[Entries taken from a collection]
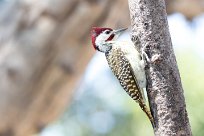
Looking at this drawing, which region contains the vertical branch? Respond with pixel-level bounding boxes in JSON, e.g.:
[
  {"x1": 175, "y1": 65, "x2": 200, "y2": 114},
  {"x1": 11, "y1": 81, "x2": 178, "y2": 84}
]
[{"x1": 129, "y1": 0, "x2": 192, "y2": 136}]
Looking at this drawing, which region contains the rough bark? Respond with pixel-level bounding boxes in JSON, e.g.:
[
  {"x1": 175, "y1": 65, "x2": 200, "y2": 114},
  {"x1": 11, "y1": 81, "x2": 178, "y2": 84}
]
[
  {"x1": 0, "y1": 0, "x2": 129, "y2": 136},
  {"x1": 129, "y1": 0, "x2": 192, "y2": 136}
]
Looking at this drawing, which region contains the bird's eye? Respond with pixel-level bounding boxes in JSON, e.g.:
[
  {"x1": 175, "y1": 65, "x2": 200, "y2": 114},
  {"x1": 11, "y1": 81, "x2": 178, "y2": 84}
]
[{"x1": 105, "y1": 31, "x2": 110, "y2": 34}]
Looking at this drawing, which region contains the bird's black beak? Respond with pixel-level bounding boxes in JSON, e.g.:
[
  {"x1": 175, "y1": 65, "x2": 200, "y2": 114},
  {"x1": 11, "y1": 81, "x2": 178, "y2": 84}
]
[{"x1": 113, "y1": 28, "x2": 128, "y2": 35}]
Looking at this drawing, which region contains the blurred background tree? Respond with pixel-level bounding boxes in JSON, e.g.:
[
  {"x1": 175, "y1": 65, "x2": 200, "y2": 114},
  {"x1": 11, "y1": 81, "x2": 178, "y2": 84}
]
[{"x1": 0, "y1": 0, "x2": 204, "y2": 136}]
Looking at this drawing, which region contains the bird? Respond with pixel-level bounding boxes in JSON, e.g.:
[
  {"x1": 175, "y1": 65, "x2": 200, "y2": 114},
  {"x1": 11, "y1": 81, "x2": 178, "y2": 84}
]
[{"x1": 91, "y1": 27, "x2": 154, "y2": 126}]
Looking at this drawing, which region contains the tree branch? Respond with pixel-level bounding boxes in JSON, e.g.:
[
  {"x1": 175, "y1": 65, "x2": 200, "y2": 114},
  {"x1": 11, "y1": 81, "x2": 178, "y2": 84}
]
[{"x1": 129, "y1": 0, "x2": 192, "y2": 136}]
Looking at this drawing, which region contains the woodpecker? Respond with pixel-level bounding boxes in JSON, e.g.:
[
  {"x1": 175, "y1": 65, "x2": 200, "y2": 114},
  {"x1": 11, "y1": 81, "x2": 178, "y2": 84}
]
[{"x1": 91, "y1": 27, "x2": 154, "y2": 127}]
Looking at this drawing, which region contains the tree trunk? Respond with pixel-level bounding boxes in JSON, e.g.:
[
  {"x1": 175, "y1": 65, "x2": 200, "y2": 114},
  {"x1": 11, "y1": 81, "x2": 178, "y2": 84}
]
[
  {"x1": 129, "y1": 0, "x2": 192, "y2": 136},
  {"x1": 0, "y1": 0, "x2": 129, "y2": 136}
]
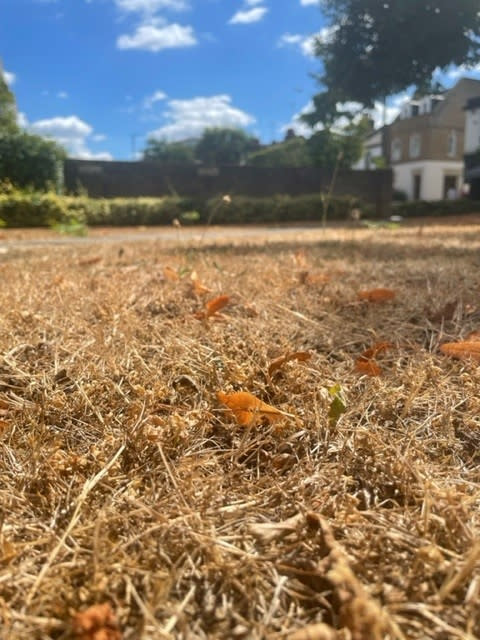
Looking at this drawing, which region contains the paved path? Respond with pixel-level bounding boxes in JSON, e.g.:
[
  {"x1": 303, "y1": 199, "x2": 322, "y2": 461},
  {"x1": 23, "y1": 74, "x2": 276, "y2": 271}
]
[{"x1": 0, "y1": 226, "x2": 330, "y2": 251}]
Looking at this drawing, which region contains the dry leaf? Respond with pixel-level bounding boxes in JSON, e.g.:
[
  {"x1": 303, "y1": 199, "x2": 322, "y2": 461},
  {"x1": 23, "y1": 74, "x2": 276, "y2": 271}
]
[
  {"x1": 217, "y1": 391, "x2": 288, "y2": 426},
  {"x1": 205, "y1": 296, "x2": 230, "y2": 318},
  {"x1": 268, "y1": 351, "x2": 312, "y2": 376},
  {"x1": 190, "y1": 271, "x2": 211, "y2": 296},
  {"x1": 465, "y1": 331, "x2": 480, "y2": 342},
  {"x1": 361, "y1": 342, "x2": 393, "y2": 360},
  {"x1": 286, "y1": 622, "x2": 338, "y2": 640},
  {"x1": 355, "y1": 342, "x2": 393, "y2": 376},
  {"x1": 78, "y1": 256, "x2": 102, "y2": 267},
  {"x1": 292, "y1": 249, "x2": 308, "y2": 269},
  {"x1": 298, "y1": 271, "x2": 332, "y2": 285},
  {"x1": 355, "y1": 358, "x2": 382, "y2": 376},
  {"x1": 358, "y1": 288, "x2": 396, "y2": 302},
  {"x1": 163, "y1": 267, "x2": 180, "y2": 282},
  {"x1": 73, "y1": 602, "x2": 122, "y2": 640},
  {"x1": 430, "y1": 300, "x2": 458, "y2": 322},
  {"x1": 440, "y1": 339, "x2": 480, "y2": 362}
]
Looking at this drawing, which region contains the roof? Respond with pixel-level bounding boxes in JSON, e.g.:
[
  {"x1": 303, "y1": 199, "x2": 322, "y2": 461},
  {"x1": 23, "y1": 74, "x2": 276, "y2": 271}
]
[
  {"x1": 465, "y1": 95, "x2": 480, "y2": 111},
  {"x1": 465, "y1": 166, "x2": 480, "y2": 181}
]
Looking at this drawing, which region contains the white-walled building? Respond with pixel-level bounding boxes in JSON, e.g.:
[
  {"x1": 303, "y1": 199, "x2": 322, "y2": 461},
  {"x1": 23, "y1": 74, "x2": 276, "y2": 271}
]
[
  {"x1": 352, "y1": 128, "x2": 384, "y2": 170},
  {"x1": 384, "y1": 78, "x2": 480, "y2": 200},
  {"x1": 464, "y1": 95, "x2": 480, "y2": 200}
]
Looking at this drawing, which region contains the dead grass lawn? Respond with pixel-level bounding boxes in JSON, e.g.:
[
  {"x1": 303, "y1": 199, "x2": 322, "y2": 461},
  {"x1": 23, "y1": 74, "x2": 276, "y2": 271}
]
[{"x1": 0, "y1": 226, "x2": 480, "y2": 640}]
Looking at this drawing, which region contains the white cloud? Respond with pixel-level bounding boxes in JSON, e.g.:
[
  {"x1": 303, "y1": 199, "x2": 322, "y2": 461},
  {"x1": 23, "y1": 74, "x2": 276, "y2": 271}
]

● **TASK PROMPT**:
Print out the whole of the material word for word, without pictures.

● **EXERCISE RESULT**:
Looking at this drawing, which region contains the vertical branch? Respond with pixel-level bounding boxes in JSON, e.g.:
[
  {"x1": 175, "y1": 65, "x2": 200, "y2": 114},
  {"x1": 11, "y1": 81, "x2": 178, "y2": 84}
]
[{"x1": 129, "y1": 0, "x2": 192, "y2": 136}]
Looking at this drawing, which region contains the rough bark? Respond with pixel-level bounding boxes in JSON, e.g.:
[
  {"x1": 175, "y1": 65, "x2": 200, "y2": 114},
  {"x1": 11, "y1": 81, "x2": 178, "y2": 84}
]
[
  {"x1": 0, "y1": 0, "x2": 129, "y2": 136},
  {"x1": 129, "y1": 0, "x2": 192, "y2": 136}
]
Looking at this drawing, which region contains the bird's eye? Respond with pixel-level bounding boxes in JSON, e.g.:
[
  {"x1": 175, "y1": 65, "x2": 200, "y2": 114},
  {"x1": 11, "y1": 81, "x2": 178, "y2": 84}
]
[{"x1": 105, "y1": 31, "x2": 110, "y2": 34}]
Looking at this drawing, which region contains the bird's black beak? Respond with pixel-level bounding boxes in JSON, e.g.:
[
  {"x1": 175, "y1": 65, "x2": 200, "y2": 114},
  {"x1": 11, "y1": 81, "x2": 178, "y2": 84}
]
[{"x1": 113, "y1": 28, "x2": 128, "y2": 35}]
Looking at this drawing, which region contains the blurred background tree? Respond with pixel-level bounding boxes in JSON, e.g.:
[
  {"x1": 175, "y1": 65, "x2": 200, "y2": 114},
  {"x1": 11, "y1": 81, "x2": 178, "y2": 84}
]
[{"x1": 0, "y1": 0, "x2": 204, "y2": 136}]
Looking at this drawing, which region contains the bird? Respond with pixel-level bounding boxes in JSON, e.g.:
[
  {"x1": 175, "y1": 65, "x2": 200, "y2": 114},
  {"x1": 11, "y1": 81, "x2": 178, "y2": 84}
]
[{"x1": 91, "y1": 27, "x2": 154, "y2": 126}]
Looking at this drawing, which region contains the tree branch? Respond with pixel-level bounding boxes in JSON, e.g.:
[
  {"x1": 175, "y1": 65, "x2": 200, "y2": 114},
  {"x1": 11, "y1": 81, "x2": 178, "y2": 84}
]
[{"x1": 129, "y1": 0, "x2": 192, "y2": 136}]
Looking at this drawing, which region contains the woodpecker? Respond with pixel-level bounding boxes in JSON, e.g.:
[
  {"x1": 175, "y1": 65, "x2": 200, "y2": 114},
  {"x1": 11, "y1": 81, "x2": 178, "y2": 84}
]
[{"x1": 91, "y1": 27, "x2": 154, "y2": 127}]
Looking at this drawing, which region contains the tree trunk? Respond with pixel-level bounding boxes in JSON, e.g.:
[
  {"x1": 175, "y1": 65, "x2": 200, "y2": 114},
  {"x1": 11, "y1": 81, "x2": 178, "y2": 84}
]
[
  {"x1": 129, "y1": 0, "x2": 192, "y2": 136},
  {"x1": 0, "y1": 0, "x2": 129, "y2": 136}
]
Looking at this drawing, which region contains the paved path? Respond with pixel-level bounding boxes in JSON, e.g.:
[
  {"x1": 303, "y1": 199, "x2": 322, "y2": 461},
  {"x1": 23, "y1": 74, "x2": 276, "y2": 271}
]
[{"x1": 0, "y1": 226, "x2": 330, "y2": 251}]
Looking at this drawing, which region contains the dry leaf? Respond with pixel-level bounding boxes in JSON, e.g.:
[
  {"x1": 303, "y1": 199, "x2": 322, "y2": 461},
  {"x1": 23, "y1": 74, "x2": 276, "y2": 271}
]
[
  {"x1": 217, "y1": 391, "x2": 288, "y2": 426},
  {"x1": 205, "y1": 296, "x2": 230, "y2": 318},
  {"x1": 268, "y1": 351, "x2": 312, "y2": 376},
  {"x1": 190, "y1": 271, "x2": 211, "y2": 296},
  {"x1": 465, "y1": 331, "x2": 480, "y2": 342},
  {"x1": 361, "y1": 342, "x2": 393, "y2": 360},
  {"x1": 286, "y1": 622, "x2": 338, "y2": 640},
  {"x1": 355, "y1": 342, "x2": 393, "y2": 376},
  {"x1": 78, "y1": 256, "x2": 102, "y2": 267},
  {"x1": 292, "y1": 249, "x2": 308, "y2": 269},
  {"x1": 298, "y1": 271, "x2": 332, "y2": 285},
  {"x1": 355, "y1": 358, "x2": 382, "y2": 376},
  {"x1": 358, "y1": 288, "x2": 396, "y2": 302},
  {"x1": 163, "y1": 267, "x2": 180, "y2": 282},
  {"x1": 73, "y1": 602, "x2": 122, "y2": 640},
  {"x1": 430, "y1": 300, "x2": 458, "y2": 322},
  {"x1": 440, "y1": 339, "x2": 480, "y2": 362}
]
Looking at this drawing, which region contains the roof? Respond with pixel-level bounding boxes in JSON, e.g.:
[
  {"x1": 303, "y1": 199, "x2": 322, "y2": 461},
  {"x1": 23, "y1": 74, "x2": 276, "y2": 271}
]
[
  {"x1": 465, "y1": 95, "x2": 480, "y2": 111},
  {"x1": 465, "y1": 166, "x2": 480, "y2": 181}
]
Looking at this drawing, which region contains the white-walled building? Respond with pixel-level bounding boxes in JSON, e.g.:
[
  {"x1": 303, "y1": 199, "x2": 322, "y2": 461},
  {"x1": 23, "y1": 74, "x2": 276, "y2": 271}
]
[
  {"x1": 352, "y1": 128, "x2": 384, "y2": 170},
  {"x1": 384, "y1": 78, "x2": 480, "y2": 200},
  {"x1": 464, "y1": 95, "x2": 480, "y2": 200}
]
Looking at this drawing, which region contains the dead grass lawn? Respond with pixel-level bounding boxes in JSON, e.g.:
[
  {"x1": 303, "y1": 199, "x2": 322, "y2": 461},
  {"x1": 23, "y1": 74, "x2": 276, "y2": 271}
]
[{"x1": 0, "y1": 226, "x2": 480, "y2": 640}]
Looking at this drawing, which region contains the white cloud? Respond with pixel-level bounding boxes in JSON, e.g.:
[
  {"x1": 303, "y1": 199, "x2": 322, "y2": 461},
  {"x1": 23, "y1": 74, "x2": 276, "y2": 271}
]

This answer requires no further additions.